A new coalition of nuclear-activist nations said that moving quickly in Geneva on a treaty to shut down all production of uranium and plutonium for atomic bombs is an "essential step" toward global nuclear disarmament.
U.N. Secretary-General Ban Ki-moon urged world governments on Friday to end the “long inertia” at the Geneva disarmament talks and free up much of the money spent on arms for use alleviating hunger, disease and other ills in impoverished nations.
A new coalition of nuclear-activist nations, meanwhile, said that moving quickly in Geneva on a treaty to shut down all production of uranium and plutonium for atomic bombs is an “essential step” toward global nuclear disarmament.
Negotiations for the long-proposed Fissile Material Cutoff Treaty, currently blocked by Pakistan at the Conference on Disarmament in Geneva, should instead “be pursued with vigor and determination,” said the 10-nation group, led by Japan and Australia and including Germany, Canada and Mexico.
Ban addressed foreign ministers at an unusual high-level meeting that he convened in an effort to build political momentum for action at the Geneva talks, which Japanese Foreign Ministry spokesman Satoru Satoh dubbed “the sleeping conference.”
The UN chief noted that in the past decade world military spending had risen by 50 percent to more than $1.5 trillion. “Imagine what we could do if we devoted these resources to poverty reduction, climate change mitigation, food security, global health and other global development challenges,” he said.
“Disarmament and non-proliferation are essential across the board, not simply for international peace and security.”
The 65-nation, 31-year-old Conference on Disarmament, the world’s only multilateral forum for nuclear arms diplomacy, has not produced anything substantial since the 1996 nuclear test-ban treaty, a pact now on hold because key nations, including the US, have not ratified it.
A fissile-material treaty has been proposed since the 1990s, after decades in which nuclear-weapons powers accumulated hundreds of tons of plutonium and highly enriched uranium sitting today in deployed or disused weapon warheads, in storage, in fuel stores for nuclear-powered Russian icebreakers and US missile submarines, in research reactors, and elsewhere.
Experts believe there’s enough material in the world for 160,000 bombs, increasingly worrying global authorities at a time when international terrorists talk of “going nuclear.”
The US administration under George W. Bush had opposed negotiating a cut-off pact, arguing that it would not be verifiable, since that would require an objectionably intrusive regime.
President Barack Obama reversed that stand after taking office last year, and the Geneva conference finally agreed on an agenda. Pakistan at first allowed the process to move forward, but this year it blocked further work, its privilege under conference rules requiring a consensus of all members.
Archrival India has a larger stock of fissile material than Pakistan does, and a greater capacity to build warheads. The Islamabad government consequently wants a treaty that doesn’t only cut off future production, but reduces current stocks of bomb material.
At the moment, only Pakistan and India and possibly Israel and North Korea produce fissile material for weapons. The US, Russia and other major nuclear powers have declared unilateral moratoriums on production.
As the year dragged on, some in Geneva, including the Americans and French, suggested that a negotiating process might have to be established outside the disarmament conference to work on a fissile material treaty. Anyone rejecting such talks would become more internationally isolated.

> **Given records**:
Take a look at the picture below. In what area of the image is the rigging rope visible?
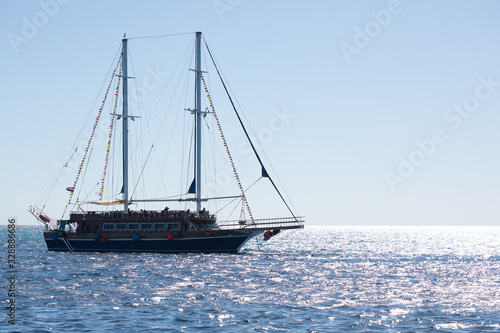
[68,55,123,205]
[99,58,123,201]
[200,73,253,222]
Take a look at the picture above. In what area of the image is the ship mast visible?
[193,32,202,213]
[122,35,128,212]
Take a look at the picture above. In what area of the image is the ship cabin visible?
[66,209,219,234]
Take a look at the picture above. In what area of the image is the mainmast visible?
[194,32,202,213]
[122,35,128,212]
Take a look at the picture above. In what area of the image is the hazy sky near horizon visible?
[0,0,500,225]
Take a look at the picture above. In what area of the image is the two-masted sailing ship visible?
[29,32,304,253]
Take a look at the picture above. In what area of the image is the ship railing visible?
[217,216,305,230]
[70,210,215,219]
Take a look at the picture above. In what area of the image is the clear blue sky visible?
[0,0,500,225]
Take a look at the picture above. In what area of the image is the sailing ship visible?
[29,32,304,253]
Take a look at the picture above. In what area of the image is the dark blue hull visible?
[45,232,260,253]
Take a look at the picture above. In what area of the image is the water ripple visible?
[0,227,500,332]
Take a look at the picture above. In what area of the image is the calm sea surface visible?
[0,226,500,333]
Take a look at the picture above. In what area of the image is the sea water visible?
[0,226,500,333]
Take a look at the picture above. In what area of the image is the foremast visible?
[122,35,129,212]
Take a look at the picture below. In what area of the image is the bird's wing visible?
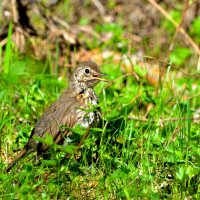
[28,93,79,154]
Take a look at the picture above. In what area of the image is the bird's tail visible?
[6,147,27,172]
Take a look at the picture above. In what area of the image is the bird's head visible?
[70,61,106,89]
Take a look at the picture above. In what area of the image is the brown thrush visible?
[6,61,105,171]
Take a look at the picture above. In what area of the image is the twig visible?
[148,0,200,56]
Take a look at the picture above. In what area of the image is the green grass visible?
[0,1,200,200]
[0,51,200,199]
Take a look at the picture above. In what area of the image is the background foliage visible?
[0,0,200,199]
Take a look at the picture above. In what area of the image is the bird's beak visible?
[93,72,108,82]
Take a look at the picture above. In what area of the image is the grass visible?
[0,51,200,199]
[0,5,200,197]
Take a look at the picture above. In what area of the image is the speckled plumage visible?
[6,61,104,171]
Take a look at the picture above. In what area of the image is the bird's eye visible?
[85,69,90,74]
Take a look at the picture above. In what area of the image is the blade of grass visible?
[3,23,12,74]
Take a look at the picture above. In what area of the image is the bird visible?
[6,61,106,172]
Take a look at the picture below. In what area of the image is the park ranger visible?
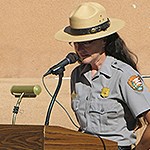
[55,2,150,150]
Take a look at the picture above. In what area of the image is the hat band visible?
[70,18,110,35]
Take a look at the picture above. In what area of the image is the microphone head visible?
[10,85,42,97]
[66,52,79,64]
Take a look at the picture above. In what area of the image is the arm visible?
[135,110,150,150]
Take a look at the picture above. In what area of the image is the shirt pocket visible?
[87,100,119,133]
[72,99,86,129]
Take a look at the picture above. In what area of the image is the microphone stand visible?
[12,93,24,125]
[45,67,65,125]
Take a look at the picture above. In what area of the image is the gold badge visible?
[100,87,110,98]
[128,75,143,92]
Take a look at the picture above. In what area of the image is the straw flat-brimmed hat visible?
[55,2,125,42]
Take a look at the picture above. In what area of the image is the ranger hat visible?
[55,2,125,42]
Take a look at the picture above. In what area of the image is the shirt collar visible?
[80,56,115,77]
[98,56,115,77]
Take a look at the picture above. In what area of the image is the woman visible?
[55,2,150,150]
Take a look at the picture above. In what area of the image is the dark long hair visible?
[104,33,145,130]
[104,33,138,71]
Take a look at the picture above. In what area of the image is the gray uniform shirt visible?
[71,56,150,146]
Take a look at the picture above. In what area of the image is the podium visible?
[0,125,118,150]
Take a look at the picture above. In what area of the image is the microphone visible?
[43,52,79,77]
[10,85,42,97]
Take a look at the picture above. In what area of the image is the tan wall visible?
[0,0,150,143]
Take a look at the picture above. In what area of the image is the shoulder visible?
[112,59,139,76]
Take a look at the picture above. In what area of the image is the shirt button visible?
[101,108,104,112]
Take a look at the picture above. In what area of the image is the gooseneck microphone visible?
[10,85,42,97]
[43,52,79,77]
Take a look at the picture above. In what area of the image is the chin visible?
[82,57,91,64]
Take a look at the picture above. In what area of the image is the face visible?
[74,39,105,64]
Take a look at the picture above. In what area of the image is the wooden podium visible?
[0,125,118,150]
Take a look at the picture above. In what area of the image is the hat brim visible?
[55,18,125,42]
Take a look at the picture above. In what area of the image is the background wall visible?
[0,0,150,142]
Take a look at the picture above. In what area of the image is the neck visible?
[91,53,106,77]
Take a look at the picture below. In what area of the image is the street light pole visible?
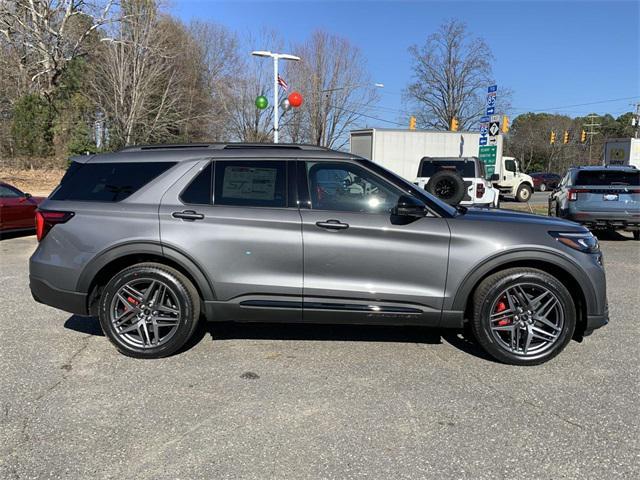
[251,50,300,143]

> **Goal of the exercise**: In the passage about the Geneva disarmament talks, which countries are named as part of the 10-nation group? The entries have no connection to the passage about the Geneva disarmament talks.

> **Task result**: Japan, Australia, Germany, Canada, Mexico